>> Begin DATA RECORDS

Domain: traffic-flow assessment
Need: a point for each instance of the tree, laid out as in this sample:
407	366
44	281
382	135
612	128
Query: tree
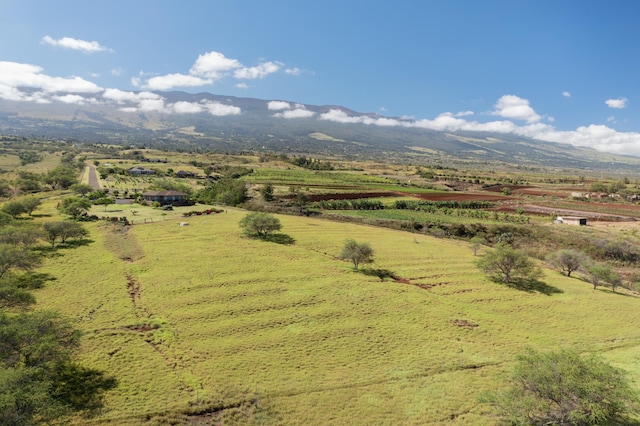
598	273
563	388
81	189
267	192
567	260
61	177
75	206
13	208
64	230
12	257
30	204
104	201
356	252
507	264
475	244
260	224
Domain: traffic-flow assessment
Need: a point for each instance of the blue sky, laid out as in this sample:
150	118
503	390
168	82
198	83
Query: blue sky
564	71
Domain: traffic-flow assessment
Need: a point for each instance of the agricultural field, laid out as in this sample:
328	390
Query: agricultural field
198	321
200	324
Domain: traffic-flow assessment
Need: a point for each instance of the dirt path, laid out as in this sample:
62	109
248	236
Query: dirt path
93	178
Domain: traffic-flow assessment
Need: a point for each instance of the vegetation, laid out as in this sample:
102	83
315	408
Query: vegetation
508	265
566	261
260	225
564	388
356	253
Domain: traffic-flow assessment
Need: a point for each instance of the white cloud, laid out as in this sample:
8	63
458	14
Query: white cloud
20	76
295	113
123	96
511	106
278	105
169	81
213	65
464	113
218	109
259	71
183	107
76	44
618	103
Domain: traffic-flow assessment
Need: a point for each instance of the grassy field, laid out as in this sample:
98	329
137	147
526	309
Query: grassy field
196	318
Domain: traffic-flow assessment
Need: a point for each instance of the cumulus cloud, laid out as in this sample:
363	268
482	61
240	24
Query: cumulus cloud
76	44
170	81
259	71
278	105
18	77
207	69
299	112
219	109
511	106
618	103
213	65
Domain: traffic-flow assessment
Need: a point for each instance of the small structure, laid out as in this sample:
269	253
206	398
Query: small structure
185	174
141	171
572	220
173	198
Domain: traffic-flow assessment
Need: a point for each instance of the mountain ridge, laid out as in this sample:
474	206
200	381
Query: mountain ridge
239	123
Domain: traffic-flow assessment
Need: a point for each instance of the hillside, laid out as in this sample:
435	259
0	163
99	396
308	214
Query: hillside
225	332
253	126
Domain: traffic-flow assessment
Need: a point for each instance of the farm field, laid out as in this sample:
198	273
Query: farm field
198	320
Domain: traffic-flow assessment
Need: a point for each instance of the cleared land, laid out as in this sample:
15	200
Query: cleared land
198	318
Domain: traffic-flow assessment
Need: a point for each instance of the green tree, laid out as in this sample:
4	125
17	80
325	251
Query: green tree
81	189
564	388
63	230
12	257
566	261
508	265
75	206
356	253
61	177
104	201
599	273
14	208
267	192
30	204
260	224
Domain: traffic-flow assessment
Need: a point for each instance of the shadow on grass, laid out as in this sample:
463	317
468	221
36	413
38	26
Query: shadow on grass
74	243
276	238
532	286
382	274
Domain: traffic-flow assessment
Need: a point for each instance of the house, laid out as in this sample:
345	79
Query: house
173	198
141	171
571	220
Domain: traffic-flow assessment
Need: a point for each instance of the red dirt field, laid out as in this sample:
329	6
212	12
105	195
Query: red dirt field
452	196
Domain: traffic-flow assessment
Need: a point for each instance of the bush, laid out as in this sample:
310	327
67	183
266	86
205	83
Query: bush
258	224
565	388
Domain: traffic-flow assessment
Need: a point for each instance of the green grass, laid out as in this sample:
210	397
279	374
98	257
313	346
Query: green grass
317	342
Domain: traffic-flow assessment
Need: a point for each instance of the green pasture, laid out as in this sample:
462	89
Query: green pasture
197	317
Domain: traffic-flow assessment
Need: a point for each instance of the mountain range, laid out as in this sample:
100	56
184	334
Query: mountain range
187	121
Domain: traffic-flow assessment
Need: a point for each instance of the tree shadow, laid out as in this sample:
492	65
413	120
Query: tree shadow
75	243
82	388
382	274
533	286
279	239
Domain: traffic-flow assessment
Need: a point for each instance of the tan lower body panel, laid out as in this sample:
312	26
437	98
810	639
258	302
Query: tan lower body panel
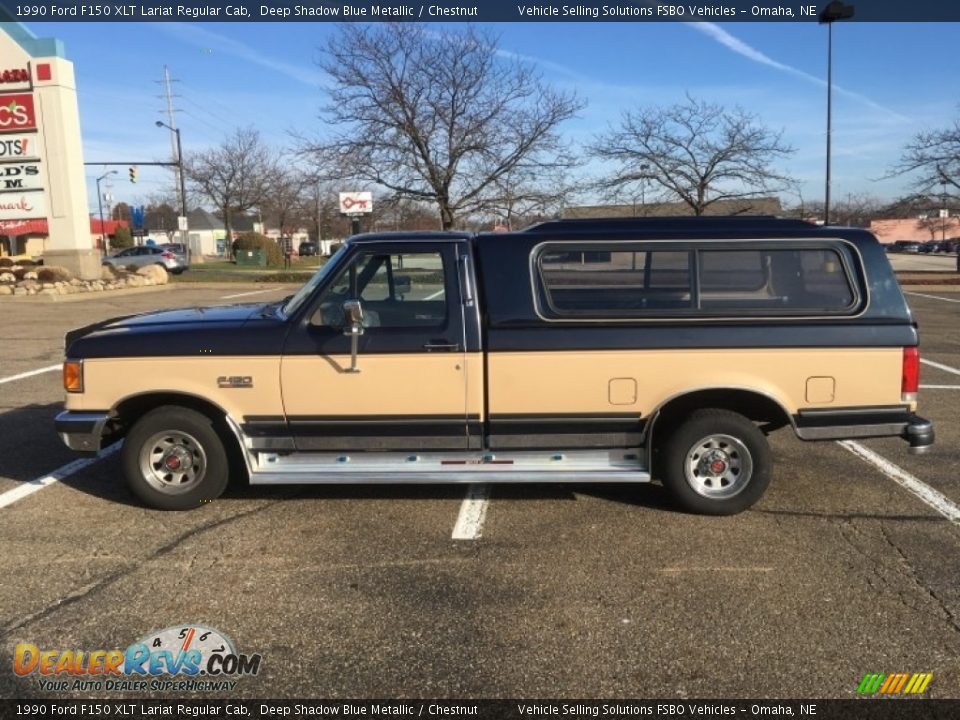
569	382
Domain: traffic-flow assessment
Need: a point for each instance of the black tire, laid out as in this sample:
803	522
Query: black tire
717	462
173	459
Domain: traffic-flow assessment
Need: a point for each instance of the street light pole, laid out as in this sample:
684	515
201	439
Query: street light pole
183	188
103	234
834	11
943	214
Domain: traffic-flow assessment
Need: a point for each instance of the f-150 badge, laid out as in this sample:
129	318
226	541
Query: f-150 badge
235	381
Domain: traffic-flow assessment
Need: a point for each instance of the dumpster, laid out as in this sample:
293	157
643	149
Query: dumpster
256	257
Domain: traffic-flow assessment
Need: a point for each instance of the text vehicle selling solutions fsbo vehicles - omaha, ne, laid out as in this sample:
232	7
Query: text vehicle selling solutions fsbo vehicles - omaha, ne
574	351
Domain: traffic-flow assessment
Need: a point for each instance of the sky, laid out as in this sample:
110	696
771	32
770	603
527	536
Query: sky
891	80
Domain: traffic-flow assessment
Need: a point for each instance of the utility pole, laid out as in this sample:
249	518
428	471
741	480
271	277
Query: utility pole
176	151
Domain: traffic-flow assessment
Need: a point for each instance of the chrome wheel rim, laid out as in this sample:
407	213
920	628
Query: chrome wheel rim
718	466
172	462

>> End DATA RECORDS

-- WHAT YOU NEED TO DO --
Quote the data exactly, leaving every image out of the copy.

-- TASK SOLUTION --
Domain: traffic-flow assessment
Need: a point for each instance of the tree, laid out as in this sample:
407	366
44	281
382	135
612	128
Query: tree
598	273
563	388
81	189
267	192
567	260
61	177
75	206
13	208
64	230
12	257
30	204
104	201
356	252
507	264
475	244
260	224
Domain: traffic-flow assessment
Need: a point for each instance of the blue sky, laid out as in this sample:
150	118
503	390
168	82
198	83
Query: blue sky
564	71
Domain: traffic-flow assessment
Need: a point for each instance of the agricultural field, laid out as in this sample:
328	390
Query: agricultural field
198	321
200	324
Domain: traffic-flow assessment
Need: a point for each instance of the dirt path, laid out as in this sample:
62	109
248	236
Query: dirt path
93	178
Domain: traffic-flow assessment
Need: a point for each instance of the vegetation, laid out as in this sample:
102	83
315	408
Query: vegetation
508	265
566	261
260	225
564	388
356	253
Domain: traffic-flow assessment
Need: a point for each instance of the white cloud, laid out as in this sample:
8	63
458	14
Query: white cloud
20	76
295	113
123	96
511	106
278	105
169	81
213	65
464	113
218	109
259	71
183	107
76	44
618	103
Domain: traffic-flow assessment
Need: a point for each instance of the grassy field, laid out as in this sample:
98	329
137	147
526	309
Query: grassy field
196	318
Domain: traffic-flow assessment
Need: a point for each instance of the cumulus cloud, laid out as in this sample:
363	268
482	61
240	24
Query: cumulus cloud
76	44
170	81
259	71
278	105
18	77
207	69
299	112
219	109
511	106
618	103
213	65
Domain: traffic-flow assessment
Need: a point for each instance of the small structure, laid out as in this sample:
269	253
206	398
Query: small structure
185	174
141	171
572	220
173	198
Domain: traffic-flow assessment
Need: a point for each instance of the mountain ridge, laid out as in this sample:
474	206
200	381
Query: mountain ridge
239	123
Domain: traffic-flow assessment
Need: a point for each instance of the hillside, laid out as in this sample:
435	259
0	163
99	396
308	214
Query: hillside
225	332
253	126
Domain: traffic-flow assessment
Need: a point for each instance of the farm field, laid out as in this sample:
198	273
Query: farm field
198	320
Domain: traffic-flow assessment
Need: a point for each instance of the cleared land, laid out as in this sample:
15	200
Query: cleared land
198	318
Domain: traffic-flow assessment
Need: a point for each instance of the green tree, laid out as in this sample:
4	125
17	80
325	251
Query: green tree
81	189
564	388
63	230
12	257
566	261
508	265
75	206
356	253
61	177
104	201
599	273
14	208
267	192
30	204
260	224
Domain: traffic-flow assessment
Need: a point for each instance of the shadow on grass, laid out as in this sample:
463	317
468	221
36	413
38	26
Query: shadow on grass
74	243
276	238
532	286
382	274
Domain: traffic-flow assessment
Need: a point for each instance of the house, laid out as in this sample:
345	79
Query: house
173	198
141	171
571	220
Domain: traffic-flow assessment
Need: a point for each instance of the red dirt field, laid out as in this sample:
329	6
212	12
105	195
Query: red dirt field
452	196
Domain: traffic-flow assessment
Need: a point for each instance of the bush, laid out as in this sample:
310	327
67	183
266	86
205	83
Query: bush
258	224
565	388
Domain: traffic-flow assessment
Need: a point for each instance of the green grass, laid out as in this sample:
210	397
279	374
98	257
313	346
Query: green grass
317	342
Domain: traffic-flow assessment
Need: a point for each instance of the green pasture, laid out as in this sample:
462	89
Query: green pasture
197	317
Domain: traffic-flow assessment
Need: a point for each instance of the mountain range, laid out as in this sample:
100	56
184	334
Query: mountain range
187	121
Domain: traffic-flow assessment
Need: a point for each instance of the tree shadow, laid out as in this sample:
492	65
413	120
Query: tree shadow
75	243
82	388
382	274
533	286
279	239
Domain: traffic-flow assessment
Need: a point for each instance of the tan lower body panel, laid out as in this sample:
312	26
437	98
810	639
258	302
Query: tan lower body panel
569	382
Domain: traffic-flow assessment
Need: a point for each instance of the black tire, laid out as in this sample:
803	522
Query: black tire
717	462
173	459
Domain: traffic-flow assessment
Need: a point for each instance of the street light pole, laid out as in this sample:
684	515
201	439
Query: street light pole
183	188
103	234
834	11
943	214
Domain: traffic-flow assessment
Need: a point for each instance of the f-150 badge, laid out as in this sample:
129	318
226	541
Query: f-150 badge
235	381
Domain: traffic-flow assessment
Need: a point for each instance of the dumpster, laid out as in this sample:
293	157
643	149
Query: dumpster
256	257
Domain: traffic-flow assessment
Need: a point for each instance of the text vehicle selling solutions fsbo vehicles - omaha, ne, laid out as in this sample:
232	7
Query: text vehicle selling solutions fsbo vehicles - omaha, ne
574	351
Domain: traffic-flow assessment
Need: a point for each instance of the sky, laid out as in this sample:
110	696
771	32
770	603
527	536
Query: sky
891	80
Domain: traffic-flow assessment
Need: a point for each instance of the utility pole, laid out as in this sample:
249	518
428	471
741	480
271	277
Query: utility pole
176	151
Domain: traffic-flow assessment
Need: a point for each instance of the chrome wheel rim, laid out as in this sample:
407	213
920	628
Query: chrome wheel rim
718	466
172	462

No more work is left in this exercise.